Start of Material shown
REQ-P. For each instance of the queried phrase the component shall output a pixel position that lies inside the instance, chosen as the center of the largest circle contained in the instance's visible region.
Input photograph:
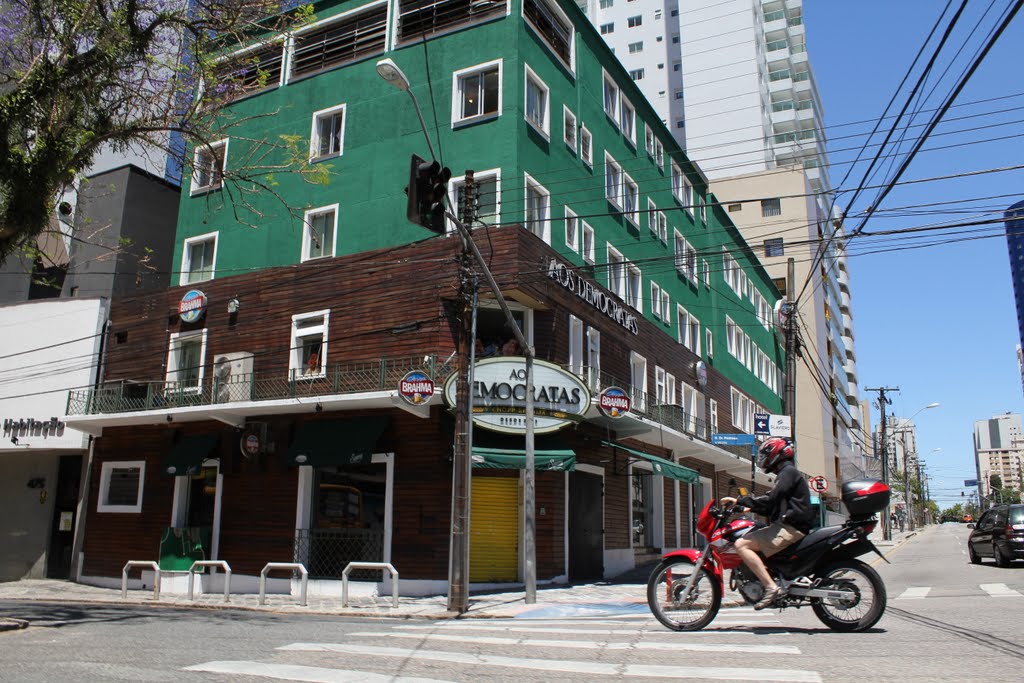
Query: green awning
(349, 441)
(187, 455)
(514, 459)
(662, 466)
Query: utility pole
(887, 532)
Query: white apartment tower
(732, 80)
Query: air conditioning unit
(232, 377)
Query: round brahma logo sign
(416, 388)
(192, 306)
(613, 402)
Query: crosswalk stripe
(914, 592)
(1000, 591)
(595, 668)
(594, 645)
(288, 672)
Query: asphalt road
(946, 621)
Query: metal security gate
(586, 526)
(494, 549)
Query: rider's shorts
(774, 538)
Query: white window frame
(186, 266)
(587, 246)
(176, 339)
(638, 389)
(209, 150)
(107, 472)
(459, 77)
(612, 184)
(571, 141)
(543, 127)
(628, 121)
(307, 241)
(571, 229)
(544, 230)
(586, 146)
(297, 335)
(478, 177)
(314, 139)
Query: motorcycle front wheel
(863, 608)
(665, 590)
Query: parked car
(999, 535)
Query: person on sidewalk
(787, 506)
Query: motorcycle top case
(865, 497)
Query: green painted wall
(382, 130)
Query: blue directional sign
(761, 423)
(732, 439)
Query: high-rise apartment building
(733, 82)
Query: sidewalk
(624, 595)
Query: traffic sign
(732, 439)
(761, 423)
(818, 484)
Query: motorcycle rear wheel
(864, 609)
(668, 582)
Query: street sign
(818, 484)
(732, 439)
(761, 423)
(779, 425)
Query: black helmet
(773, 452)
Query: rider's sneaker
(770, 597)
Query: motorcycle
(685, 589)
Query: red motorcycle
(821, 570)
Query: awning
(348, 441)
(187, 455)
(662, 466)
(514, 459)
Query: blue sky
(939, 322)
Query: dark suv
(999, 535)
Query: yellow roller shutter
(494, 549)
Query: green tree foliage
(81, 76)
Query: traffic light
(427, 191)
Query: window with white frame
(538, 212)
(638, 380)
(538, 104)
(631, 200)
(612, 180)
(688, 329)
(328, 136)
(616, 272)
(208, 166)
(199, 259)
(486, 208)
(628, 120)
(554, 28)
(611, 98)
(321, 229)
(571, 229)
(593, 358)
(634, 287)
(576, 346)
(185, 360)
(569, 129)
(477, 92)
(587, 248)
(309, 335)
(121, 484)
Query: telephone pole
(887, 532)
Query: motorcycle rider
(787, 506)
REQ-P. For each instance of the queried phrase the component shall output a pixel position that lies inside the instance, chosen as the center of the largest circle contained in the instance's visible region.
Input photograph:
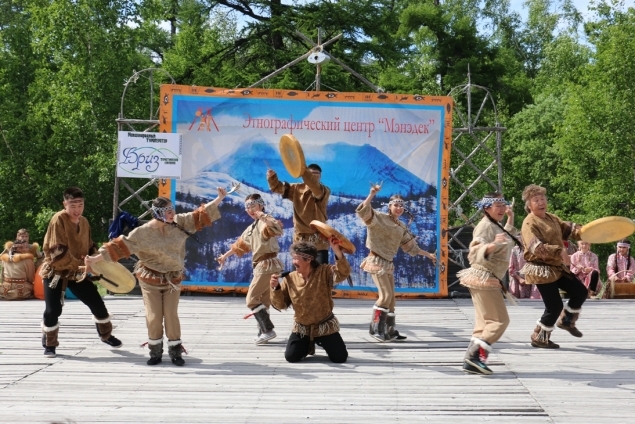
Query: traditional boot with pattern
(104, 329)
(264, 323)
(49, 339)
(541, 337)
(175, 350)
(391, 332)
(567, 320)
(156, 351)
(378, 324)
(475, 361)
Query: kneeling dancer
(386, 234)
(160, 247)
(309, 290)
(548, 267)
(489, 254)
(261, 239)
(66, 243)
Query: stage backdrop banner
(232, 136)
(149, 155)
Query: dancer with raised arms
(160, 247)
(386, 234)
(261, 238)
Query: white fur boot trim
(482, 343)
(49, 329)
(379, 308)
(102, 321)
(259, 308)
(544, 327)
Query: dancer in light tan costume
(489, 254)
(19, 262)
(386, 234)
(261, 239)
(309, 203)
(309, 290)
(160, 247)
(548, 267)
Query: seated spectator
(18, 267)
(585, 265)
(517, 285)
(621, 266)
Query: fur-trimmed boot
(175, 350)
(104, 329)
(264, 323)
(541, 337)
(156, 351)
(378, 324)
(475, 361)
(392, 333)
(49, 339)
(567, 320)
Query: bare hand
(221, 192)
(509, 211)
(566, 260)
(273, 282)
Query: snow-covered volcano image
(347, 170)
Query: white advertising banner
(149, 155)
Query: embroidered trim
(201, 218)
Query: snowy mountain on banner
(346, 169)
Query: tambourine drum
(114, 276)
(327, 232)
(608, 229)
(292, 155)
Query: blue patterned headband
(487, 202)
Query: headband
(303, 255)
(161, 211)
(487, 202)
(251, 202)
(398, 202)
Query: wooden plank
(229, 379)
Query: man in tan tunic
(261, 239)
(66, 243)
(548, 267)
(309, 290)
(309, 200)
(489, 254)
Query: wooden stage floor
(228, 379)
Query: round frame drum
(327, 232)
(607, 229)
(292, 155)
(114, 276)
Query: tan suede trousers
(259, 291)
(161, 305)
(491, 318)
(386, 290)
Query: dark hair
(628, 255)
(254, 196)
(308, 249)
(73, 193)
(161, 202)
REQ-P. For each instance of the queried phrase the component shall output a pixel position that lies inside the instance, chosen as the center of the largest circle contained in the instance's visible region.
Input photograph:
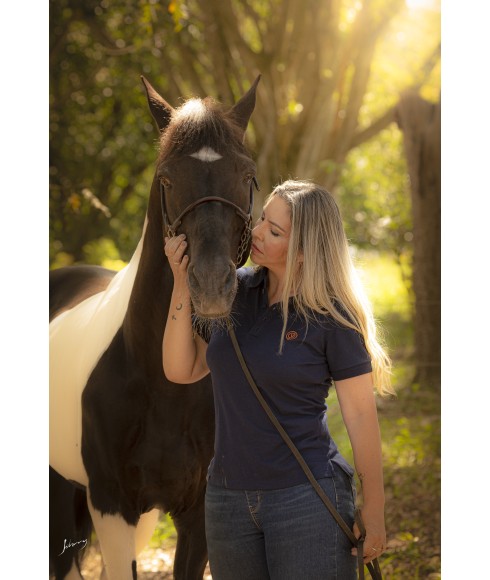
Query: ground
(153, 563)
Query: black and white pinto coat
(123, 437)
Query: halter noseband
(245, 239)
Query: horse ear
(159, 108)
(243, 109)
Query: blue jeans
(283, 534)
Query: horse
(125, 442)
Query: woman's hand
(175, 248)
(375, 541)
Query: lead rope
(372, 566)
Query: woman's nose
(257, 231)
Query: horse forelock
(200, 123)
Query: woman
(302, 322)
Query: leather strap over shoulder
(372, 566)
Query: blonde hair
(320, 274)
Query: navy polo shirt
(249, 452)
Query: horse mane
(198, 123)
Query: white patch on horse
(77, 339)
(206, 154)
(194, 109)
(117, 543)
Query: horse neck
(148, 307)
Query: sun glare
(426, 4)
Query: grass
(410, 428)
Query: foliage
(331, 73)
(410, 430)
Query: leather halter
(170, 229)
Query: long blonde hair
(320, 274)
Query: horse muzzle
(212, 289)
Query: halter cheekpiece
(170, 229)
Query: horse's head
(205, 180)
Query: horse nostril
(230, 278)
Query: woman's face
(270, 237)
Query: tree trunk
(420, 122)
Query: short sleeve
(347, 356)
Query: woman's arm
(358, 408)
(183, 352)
End of Material shown
Start of Material shown
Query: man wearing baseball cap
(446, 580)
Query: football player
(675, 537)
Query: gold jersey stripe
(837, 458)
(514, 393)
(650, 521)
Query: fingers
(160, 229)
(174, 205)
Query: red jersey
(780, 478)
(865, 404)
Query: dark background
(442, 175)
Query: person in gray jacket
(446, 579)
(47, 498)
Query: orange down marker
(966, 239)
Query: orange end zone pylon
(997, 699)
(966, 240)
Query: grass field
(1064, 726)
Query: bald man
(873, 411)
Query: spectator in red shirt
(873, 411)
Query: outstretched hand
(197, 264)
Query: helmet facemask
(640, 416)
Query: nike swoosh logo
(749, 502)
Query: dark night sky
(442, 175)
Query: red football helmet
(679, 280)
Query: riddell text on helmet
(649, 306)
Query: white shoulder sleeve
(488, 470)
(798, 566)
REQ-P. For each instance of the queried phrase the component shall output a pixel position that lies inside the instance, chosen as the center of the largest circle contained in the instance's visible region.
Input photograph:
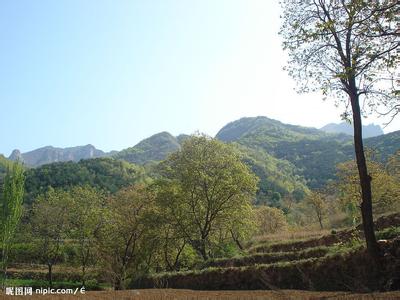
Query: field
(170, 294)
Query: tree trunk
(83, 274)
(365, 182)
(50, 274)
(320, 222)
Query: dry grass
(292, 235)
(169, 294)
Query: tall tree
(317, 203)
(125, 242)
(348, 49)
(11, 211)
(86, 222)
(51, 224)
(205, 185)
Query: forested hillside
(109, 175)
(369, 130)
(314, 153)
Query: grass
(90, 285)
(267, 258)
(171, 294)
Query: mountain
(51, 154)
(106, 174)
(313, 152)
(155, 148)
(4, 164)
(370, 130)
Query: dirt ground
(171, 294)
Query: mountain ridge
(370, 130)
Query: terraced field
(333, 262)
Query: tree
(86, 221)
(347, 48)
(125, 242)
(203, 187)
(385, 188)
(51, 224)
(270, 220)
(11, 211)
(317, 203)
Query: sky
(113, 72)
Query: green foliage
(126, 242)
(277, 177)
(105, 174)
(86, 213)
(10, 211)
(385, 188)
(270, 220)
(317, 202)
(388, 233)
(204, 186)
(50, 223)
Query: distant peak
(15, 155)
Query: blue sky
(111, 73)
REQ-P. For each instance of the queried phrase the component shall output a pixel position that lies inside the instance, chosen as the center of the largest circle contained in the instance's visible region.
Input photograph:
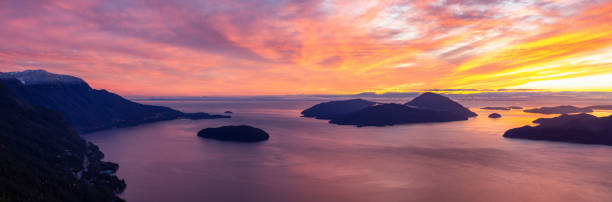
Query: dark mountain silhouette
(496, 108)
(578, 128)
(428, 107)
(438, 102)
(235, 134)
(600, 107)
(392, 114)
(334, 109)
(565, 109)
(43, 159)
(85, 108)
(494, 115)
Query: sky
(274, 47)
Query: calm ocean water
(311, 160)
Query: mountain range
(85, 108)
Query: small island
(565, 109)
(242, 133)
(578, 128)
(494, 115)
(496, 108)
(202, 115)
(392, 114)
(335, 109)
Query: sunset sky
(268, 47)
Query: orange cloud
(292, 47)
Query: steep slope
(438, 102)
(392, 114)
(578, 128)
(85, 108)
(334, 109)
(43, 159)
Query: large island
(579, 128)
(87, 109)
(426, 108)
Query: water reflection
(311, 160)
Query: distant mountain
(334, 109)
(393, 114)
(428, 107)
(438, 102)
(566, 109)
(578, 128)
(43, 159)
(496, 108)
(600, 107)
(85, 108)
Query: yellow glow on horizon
End of Material shown
▶ Exercise aim
Above are the entries. Copy exactly the part that opens with the line containing "Query: steep slope" and closes with the line containing "Query: yellow glow on horizon", and no more.

▶ Answer to the problem
Query: steep slope
(438, 102)
(392, 114)
(578, 128)
(85, 108)
(334, 109)
(43, 159)
Query: large island
(579, 128)
(87, 109)
(426, 108)
Query: water reflection
(311, 160)
Query: distant mountain
(334, 109)
(393, 114)
(428, 107)
(438, 102)
(566, 109)
(578, 128)
(43, 159)
(496, 108)
(600, 107)
(85, 108)
Query: yellow glow on horizon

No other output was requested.